> _TO BE DONE_
Everything from the line with "Target: graphic print on shirt" to the end of the data should be restated word for word, and nothing before it.

** begin DATA **

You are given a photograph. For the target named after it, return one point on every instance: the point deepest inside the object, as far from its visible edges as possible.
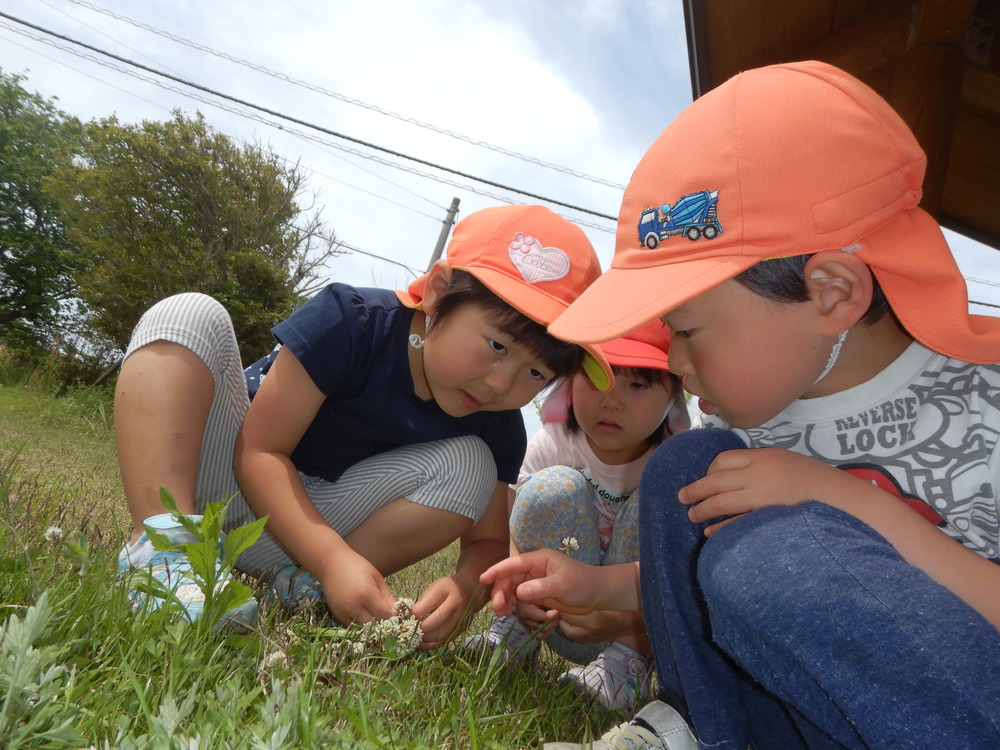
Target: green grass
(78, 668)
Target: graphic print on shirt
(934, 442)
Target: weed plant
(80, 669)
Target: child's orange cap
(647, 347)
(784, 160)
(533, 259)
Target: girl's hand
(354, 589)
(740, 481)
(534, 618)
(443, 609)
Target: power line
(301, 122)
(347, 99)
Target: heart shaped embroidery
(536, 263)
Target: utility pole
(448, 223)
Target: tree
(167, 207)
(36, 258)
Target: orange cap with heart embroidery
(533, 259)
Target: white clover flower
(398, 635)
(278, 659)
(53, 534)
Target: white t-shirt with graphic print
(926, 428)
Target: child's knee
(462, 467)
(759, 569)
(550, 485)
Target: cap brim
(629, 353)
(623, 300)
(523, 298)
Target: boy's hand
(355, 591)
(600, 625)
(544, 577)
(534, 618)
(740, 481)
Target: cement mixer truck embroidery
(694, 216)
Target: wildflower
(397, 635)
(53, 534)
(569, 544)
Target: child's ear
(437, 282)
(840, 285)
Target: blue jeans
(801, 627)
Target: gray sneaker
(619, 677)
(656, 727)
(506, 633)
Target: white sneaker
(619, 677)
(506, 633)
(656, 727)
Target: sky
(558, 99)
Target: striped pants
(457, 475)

** end DATA **

> _ANSWER IN FULL_
Target: graphic print on shirt
(934, 442)
Target: weed plant
(80, 669)
Target: child's orange cap
(647, 347)
(784, 160)
(533, 259)
Target: girl's hand
(354, 589)
(740, 481)
(534, 618)
(443, 609)
Target: power line
(301, 122)
(347, 99)
Target: heart shaped embroidery
(536, 263)
Target: utility pole
(448, 223)
Target: tree
(167, 207)
(36, 258)
Target: orange cap with heart embroidery
(533, 259)
Target: white clover flower
(398, 635)
(278, 659)
(53, 534)
Target: white t-shirt with graphic print
(926, 428)
Target: child's knee
(462, 467)
(759, 569)
(550, 485)
Target: cap brim
(629, 353)
(623, 300)
(523, 298)
Target: boy's hand
(355, 591)
(600, 625)
(544, 577)
(534, 618)
(740, 481)
Target: cement mixer truck embroidery
(694, 216)
Target: wildflower
(397, 635)
(53, 534)
(569, 544)
Target: child's ear
(437, 282)
(840, 285)
Target: blue jeans
(801, 627)
Target: gray sneaker
(619, 677)
(656, 727)
(506, 633)
Target: white sneaker
(619, 677)
(506, 633)
(656, 727)
Target: sky
(558, 99)
Target: striped pants
(457, 475)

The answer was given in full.